# Text shown
[Start of Attachment]

For a new study, published in the journal Molecular Psychiatry, scientists surveyed roughly 1100 people with psychiatric disorders who were admitted into the Sheppard Pratt Health System in Baltimore between 2007 and 2017. They had initially set out to find whether there was any connection between certain infectious diseases and mania, a common symptom of bipolar disorder that can include racing thoughts, intense euphoria, and irritability.

While questioning participants about their diet, the researchers discovered that a significant number of them had eaten cured meats before their manic episodes. Patients who had recently consumed products like salami, jerky, and dried meat sticks were more likely to be hospitalized for mania than subjects in the control group.

The link can be narrowed down to nitrates, which are preservatives added to many types of cured meats. In a later part of the study, rats that were fed nitrate-free jerky acted less hyperactive than those who were given meat with nitrates.

[End of Attachment]

# Data supplied
[Start of Attachment]

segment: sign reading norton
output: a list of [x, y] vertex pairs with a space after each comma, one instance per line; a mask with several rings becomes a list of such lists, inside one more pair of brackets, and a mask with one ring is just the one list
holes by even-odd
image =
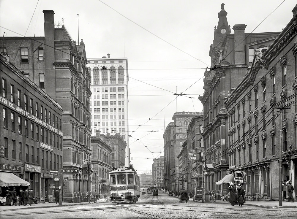
[[62, 172], [66, 174], [76, 174], [79, 172], [79, 170], [74, 168], [68, 168], [62, 169]]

[End of Attachment]

# What to work on
**1.** Please quote the passage on cured meats and mania word for word, starting at "The link can" and ending at "meat with nitrates.".
**2.** Extend the passage on cured meats and mania by writing what comes after its final sentence.

# Answers to this exercise
**1.**
The link can be narrowed down to nitrates, which are preservatives added to many types of cured meats. In a later part of the study, rats that were fed nitrate-free jerky acted less hyperactive than those who were given meat with nitrates.

**2.**
Numerous studies have been published on the risks of consuming foods pumped full of nitrates: The ingredient can lead to the formation of carcinogens, and it can react in the gut in a way that promotes inflammation. It's possible that inflammation from nitrates can trigger mania in people who are already susceptible to it, but scientists aren't sure how this process might work. More research still needs to be done on the relationship between gut health and mental health before people with psychiatric disorders are told to avoid beef jerky altogether.